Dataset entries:
=== Section Start ===

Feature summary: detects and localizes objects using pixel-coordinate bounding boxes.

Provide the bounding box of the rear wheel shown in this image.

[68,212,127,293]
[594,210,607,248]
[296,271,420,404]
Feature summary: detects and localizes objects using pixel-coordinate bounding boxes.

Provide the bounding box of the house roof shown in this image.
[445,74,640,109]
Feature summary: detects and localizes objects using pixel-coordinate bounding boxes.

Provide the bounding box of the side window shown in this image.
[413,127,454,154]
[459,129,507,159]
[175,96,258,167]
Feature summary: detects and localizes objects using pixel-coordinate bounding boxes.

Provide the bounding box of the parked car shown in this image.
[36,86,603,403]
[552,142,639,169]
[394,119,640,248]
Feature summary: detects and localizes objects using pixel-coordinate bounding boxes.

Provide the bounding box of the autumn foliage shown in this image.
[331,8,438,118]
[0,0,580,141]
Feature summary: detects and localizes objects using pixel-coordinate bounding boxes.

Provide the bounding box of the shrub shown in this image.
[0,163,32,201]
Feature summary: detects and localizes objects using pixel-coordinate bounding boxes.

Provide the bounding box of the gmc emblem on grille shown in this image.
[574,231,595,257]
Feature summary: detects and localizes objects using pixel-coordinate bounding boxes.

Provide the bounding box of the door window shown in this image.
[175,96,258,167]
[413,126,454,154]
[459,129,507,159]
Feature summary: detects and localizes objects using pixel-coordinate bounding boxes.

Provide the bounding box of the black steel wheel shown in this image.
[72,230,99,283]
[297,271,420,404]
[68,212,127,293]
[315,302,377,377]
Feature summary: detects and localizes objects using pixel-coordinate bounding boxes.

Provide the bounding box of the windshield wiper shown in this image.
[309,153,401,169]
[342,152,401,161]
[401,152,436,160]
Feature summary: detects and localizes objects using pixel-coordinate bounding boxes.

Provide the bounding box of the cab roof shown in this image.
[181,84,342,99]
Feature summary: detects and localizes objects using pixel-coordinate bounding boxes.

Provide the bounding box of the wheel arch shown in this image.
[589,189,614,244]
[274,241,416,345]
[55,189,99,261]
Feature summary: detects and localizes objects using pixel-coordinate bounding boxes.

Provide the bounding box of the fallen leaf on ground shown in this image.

=== Section End ===

What the exercise asks — Go through the records and set every one down exactly.

Problem solution —
Feature summary: detects and localizes objects using pixel-coordinate bounding boxes.

Provide the bounding box of the rear wheel shown in this image.

[68,212,127,293]
[594,210,607,248]
[296,271,420,404]
Feature summary: detects and localizes objects using pixel-coordinate bounding boxes.

Provide the bounding box of the house roof shown in this image.
[445,74,640,109]
Feature summary: detects and localizes objects using pixel-coordinate bounding boxes.

Provide the bounding box of the side window shown in this image.
[413,127,454,154]
[459,129,507,159]
[175,96,258,167]
Feature summary: detects and localizes objects using pixel-coordinate bounding boxes.

Provide the bounding box of the parked car shown in this image.
[36,86,603,403]
[552,142,639,169]
[394,119,640,248]
Feature summary: detects and localizes objects using pixel-coordinate bounding boxes.

Provide the bounding box of the autumn foliage shown in this image.
[331,8,438,118]
[0,0,580,141]
Feature summary: detects and localizes objects using pixel-coordinate bounding boxes.

Provide the bounding box of the shrub shown in this image.
[0,163,32,201]
Feature summary: detects and localizes objects using pixel-coordinate bounding boxes.

Provide the bounding box of the gmc emblem on grille shown in this image.
[574,231,595,257]
Feature summary: detects and localizes objects using pixel-coordinate bounding boxes.

Provide the bounding box of the door window shown in this image.
[175,96,258,167]
[413,126,454,154]
[459,129,507,159]
Feature summary: detects and localizes objects using pixel-coordinate bounding boxes.

Provide the bounding box of the black steel wheel shown in this image.
[72,230,99,283]
[297,271,420,404]
[68,212,127,293]
[315,302,377,377]
Feature summary: detects and localizes objects using pixel-coordinate bounding boxes.

Provide the bounding box of the windshield wiper shown in this image.
[309,153,401,169]
[342,152,401,161]
[401,152,436,160]
Feature summary: detects and localizes objects using pixel-coordinate bounding boxes.

Provide the bounding box of the cab roof shown in this image.
[181,84,342,99]
Feature summary: detects and localizes objects using pixel-coordinate bounding boxes.

Provide the bounding box of the wheel arch shown in this image.
[589,189,614,244]
[274,241,416,345]
[55,189,99,261]
Feature summary: detects and localizes objects using pixel-coordinate bounding boxes.

Provide the bounding box of the fallen leaf on ground shown in this image.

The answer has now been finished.